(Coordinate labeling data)
++++++++++++++++++++
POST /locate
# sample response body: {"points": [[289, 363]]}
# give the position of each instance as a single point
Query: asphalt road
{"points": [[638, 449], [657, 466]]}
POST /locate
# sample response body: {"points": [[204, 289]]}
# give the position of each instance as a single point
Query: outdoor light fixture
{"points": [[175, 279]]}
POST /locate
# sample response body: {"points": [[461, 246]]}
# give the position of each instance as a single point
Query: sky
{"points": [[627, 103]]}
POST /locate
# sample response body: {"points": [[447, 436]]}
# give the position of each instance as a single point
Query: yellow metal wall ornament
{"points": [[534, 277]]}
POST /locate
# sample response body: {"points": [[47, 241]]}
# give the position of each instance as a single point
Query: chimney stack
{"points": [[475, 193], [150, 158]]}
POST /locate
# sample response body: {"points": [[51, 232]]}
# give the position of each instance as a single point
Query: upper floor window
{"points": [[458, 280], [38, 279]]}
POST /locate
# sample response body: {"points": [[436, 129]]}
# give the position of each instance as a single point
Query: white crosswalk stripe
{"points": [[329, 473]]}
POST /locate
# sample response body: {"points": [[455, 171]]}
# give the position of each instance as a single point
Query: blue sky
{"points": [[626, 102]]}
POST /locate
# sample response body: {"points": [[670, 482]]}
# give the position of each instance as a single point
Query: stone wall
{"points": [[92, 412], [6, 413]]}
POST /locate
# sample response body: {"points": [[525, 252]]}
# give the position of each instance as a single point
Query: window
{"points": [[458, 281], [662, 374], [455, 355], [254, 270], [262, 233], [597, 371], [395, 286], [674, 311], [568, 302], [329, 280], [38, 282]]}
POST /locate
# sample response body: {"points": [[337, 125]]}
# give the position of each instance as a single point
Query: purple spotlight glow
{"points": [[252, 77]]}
++++++++++++++++++++
[Required work] Repeat back the data above, exact to the last character.

[Finished answer]
POST /locate
# sample response body: {"points": [[289, 363]]}
# give the position of each instance as a single point
Query: asphalt road
{"points": [[638, 449], [657, 466]]}
POST /locate
# sample response body: {"points": [[204, 289]]}
# give the position of each instance as a single point
Query: outdoor light fixture
{"points": [[175, 279]]}
POST /locate
# sample response body: {"points": [[461, 246]]}
# give the position of each instance as a single point
Query: sky
{"points": [[627, 103]]}
POST /locate
# sample response body: {"points": [[447, 436]]}
# give the position of each instance as a single point
Query: yellow metal wall ornament
{"points": [[534, 277]]}
POST /locate
# sample response body: {"points": [[47, 241]]}
# give the position of each instance as a single point
Query: chimney stack
{"points": [[475, 193], [150, 158]]}
POST /locate
# sample response body: {"points": [[51, 232]]}
# give the position of each instance as a single point
Query: upper floor window
{"points": [[458, 280], [38, 279]]}
POST /locate
# sample response body: {"points": [[436, 129]]}
# give the position of each instance as a single point
Query: white crosswalk stripe
{"points": [[329, 473]]}
POST /locate
# sample response body: {"points": [[455, 171]]}
# give the position of each instance as a single point
Query: blue sky
{"points": [[626, 102]]}
POST /locate
# sample response body: {"points": [[670, 482]]}
# give the position of each instance as a single point
Query: stone wall
{"points": [[92, 412], [6, 413]]}
POST /locate
# sample response body: {"points": [[525, 252]]}
# give the position of each instance as a single point
Query: window
{"points": [[458, 281], [662, 374], [455, 355], [254, 270], [262, 233], [597, 371], [395, 286], [674, 311], [568, 302], [329, 280], [38, 282]]}
POST /locate
# sample response body: {"points": [[337, 125]]}
# give the position of each instance as a single point
Query: purple spotlight glow
{"points": [[252, 77]]}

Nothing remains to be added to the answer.